» Text to read
## Start
Perhaps we need to distinguish between compiled extensions and
scripted extensions.  Classes in compiled extensions are
interchangeable with core classes; classes created by a scripting
language might not need to be.  Simplicity has advantages, though, and
it would be nice if once they are registered that one can't tell the
difference.  Would be even nicer if the pathways to registration were
the same for both.

Like you, I'm not worried about Core->Script->Compiled extensions.
But I do want to make sure that Core->Compiled->Script hierarchies
works identically to Core->Script.  And certainly we want
Core->Script->Script to work within the same host language.  Do we
care about Core->ScriptA->ScriptB:  probably not, although I maybe if
ScriptA was something embedded like Lua.  But I see no harm in aiming
for this capability as a polygot point of pride.

>> Before thinking about approaches, there is at least one more potential
>> constraint questions that concerns me:  How important is the ability
>> to for objects to be able to have a "private" VTable?
>
> I interpret your phrase '"private" VTable' as meaning "a dedicated VTable
> singleton for each subclass, distinct from the VTable singleton belonging to
> the parent class" -- in which case the answer is that per-class VTable
> singletons are mandatory.
## End
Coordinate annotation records
## Start
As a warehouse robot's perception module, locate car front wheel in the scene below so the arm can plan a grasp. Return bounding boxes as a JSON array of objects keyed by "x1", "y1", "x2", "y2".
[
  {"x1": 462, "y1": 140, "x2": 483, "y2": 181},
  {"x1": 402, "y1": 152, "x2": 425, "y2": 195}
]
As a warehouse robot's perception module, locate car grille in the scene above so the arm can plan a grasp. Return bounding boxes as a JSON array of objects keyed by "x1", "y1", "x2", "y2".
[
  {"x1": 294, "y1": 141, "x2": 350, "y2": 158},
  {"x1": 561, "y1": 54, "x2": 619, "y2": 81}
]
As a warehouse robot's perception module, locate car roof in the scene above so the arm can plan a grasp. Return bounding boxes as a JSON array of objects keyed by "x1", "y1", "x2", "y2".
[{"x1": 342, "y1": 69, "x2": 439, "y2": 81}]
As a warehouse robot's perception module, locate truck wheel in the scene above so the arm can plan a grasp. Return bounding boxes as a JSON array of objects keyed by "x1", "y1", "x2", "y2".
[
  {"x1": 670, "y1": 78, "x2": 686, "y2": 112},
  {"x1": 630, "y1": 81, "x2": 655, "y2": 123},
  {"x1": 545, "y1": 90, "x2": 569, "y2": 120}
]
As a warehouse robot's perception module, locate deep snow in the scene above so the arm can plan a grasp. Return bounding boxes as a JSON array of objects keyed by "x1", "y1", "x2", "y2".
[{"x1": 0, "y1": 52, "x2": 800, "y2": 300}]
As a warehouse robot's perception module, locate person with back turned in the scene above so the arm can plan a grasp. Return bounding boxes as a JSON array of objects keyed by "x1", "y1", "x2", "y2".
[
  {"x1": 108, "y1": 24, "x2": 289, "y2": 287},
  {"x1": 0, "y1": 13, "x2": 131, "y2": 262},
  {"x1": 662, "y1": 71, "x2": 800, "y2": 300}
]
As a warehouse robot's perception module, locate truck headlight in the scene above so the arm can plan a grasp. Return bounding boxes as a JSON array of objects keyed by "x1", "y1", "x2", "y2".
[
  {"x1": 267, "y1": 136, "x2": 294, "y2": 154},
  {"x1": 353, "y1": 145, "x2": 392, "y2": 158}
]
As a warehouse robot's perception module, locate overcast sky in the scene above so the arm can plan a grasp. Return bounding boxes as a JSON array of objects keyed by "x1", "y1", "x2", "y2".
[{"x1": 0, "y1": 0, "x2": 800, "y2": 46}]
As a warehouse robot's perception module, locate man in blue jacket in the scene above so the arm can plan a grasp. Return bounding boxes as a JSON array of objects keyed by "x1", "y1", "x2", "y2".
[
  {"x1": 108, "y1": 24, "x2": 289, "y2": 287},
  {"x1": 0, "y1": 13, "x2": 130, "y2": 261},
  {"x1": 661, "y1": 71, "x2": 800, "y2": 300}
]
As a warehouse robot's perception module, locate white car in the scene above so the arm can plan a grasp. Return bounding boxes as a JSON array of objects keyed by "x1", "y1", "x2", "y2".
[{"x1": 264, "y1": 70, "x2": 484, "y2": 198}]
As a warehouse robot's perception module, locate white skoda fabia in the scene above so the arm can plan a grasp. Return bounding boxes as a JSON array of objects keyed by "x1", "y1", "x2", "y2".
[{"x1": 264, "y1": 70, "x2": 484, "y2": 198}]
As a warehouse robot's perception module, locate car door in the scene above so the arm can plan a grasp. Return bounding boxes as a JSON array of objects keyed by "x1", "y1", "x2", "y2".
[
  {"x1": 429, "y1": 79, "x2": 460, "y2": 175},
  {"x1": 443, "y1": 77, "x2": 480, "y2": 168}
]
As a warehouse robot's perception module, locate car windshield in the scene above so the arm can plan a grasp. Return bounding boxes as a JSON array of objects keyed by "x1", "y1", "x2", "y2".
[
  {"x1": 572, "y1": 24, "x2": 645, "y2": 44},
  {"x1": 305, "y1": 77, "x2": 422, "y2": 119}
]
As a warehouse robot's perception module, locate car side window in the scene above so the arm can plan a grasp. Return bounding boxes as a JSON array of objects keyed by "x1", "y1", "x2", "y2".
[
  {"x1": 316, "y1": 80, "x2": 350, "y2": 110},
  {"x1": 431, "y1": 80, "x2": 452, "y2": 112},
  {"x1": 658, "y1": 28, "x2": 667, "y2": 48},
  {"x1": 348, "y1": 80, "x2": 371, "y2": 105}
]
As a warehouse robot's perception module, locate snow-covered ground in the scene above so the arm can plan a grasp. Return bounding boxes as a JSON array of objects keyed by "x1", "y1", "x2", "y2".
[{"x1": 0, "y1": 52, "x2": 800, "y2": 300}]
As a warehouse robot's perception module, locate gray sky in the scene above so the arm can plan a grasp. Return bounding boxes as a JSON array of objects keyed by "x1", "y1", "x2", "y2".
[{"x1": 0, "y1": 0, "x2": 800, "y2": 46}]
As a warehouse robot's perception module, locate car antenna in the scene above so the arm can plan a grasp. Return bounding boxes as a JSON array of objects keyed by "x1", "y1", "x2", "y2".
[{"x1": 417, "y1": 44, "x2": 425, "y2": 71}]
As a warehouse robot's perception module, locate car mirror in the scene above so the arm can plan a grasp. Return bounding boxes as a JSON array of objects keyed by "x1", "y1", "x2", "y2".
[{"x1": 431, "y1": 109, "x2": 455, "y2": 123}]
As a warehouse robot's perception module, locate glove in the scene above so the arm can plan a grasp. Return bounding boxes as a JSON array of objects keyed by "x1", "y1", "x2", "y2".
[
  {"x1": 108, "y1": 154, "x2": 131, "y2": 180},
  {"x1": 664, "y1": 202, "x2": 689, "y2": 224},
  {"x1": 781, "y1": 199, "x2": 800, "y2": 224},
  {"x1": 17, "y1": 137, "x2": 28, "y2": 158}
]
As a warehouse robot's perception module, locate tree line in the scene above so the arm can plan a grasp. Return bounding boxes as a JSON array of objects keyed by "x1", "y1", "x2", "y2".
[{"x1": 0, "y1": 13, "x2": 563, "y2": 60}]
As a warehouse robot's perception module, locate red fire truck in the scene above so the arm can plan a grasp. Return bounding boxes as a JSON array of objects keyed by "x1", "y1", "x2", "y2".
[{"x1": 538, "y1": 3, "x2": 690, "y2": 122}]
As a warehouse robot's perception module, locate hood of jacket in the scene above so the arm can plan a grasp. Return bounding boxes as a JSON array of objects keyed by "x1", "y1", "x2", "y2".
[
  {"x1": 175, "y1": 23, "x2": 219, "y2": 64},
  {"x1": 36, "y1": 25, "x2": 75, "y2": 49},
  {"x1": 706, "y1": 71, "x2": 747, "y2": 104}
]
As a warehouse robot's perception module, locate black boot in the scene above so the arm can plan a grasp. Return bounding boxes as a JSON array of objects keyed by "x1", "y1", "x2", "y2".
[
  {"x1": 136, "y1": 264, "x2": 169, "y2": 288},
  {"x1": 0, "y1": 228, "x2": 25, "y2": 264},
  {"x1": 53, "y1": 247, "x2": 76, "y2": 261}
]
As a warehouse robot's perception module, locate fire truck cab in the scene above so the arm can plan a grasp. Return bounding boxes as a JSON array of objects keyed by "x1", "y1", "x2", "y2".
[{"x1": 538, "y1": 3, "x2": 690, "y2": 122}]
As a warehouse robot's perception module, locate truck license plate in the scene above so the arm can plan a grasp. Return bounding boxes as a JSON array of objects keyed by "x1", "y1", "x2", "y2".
## End
» Your tasks
- A) According to the forum text on compiled and scripted extensions, what is said about per-class VTable singletons?
- B) Return the passage from the forum text on compiled and scripted extensions, beginning at the words "Perhaps we need" and stopping after the words "same for both.".
The records are separate material and are unrelated to the text.

» Final answers
- A) Per-class VTable singletons are mandatory.

- B)
Perhaps we need to distinguish between compiled extensions and
scripted extensions.  Classes in compiled extensions are
interchangeable with core classes; classes created by a scripting
language might not need to be.  Simplicity has advantages, though, and
it would be nice if once they are registered that one can't tell the
difference.  Would be even nicer if the pathways to registration were
the same for both.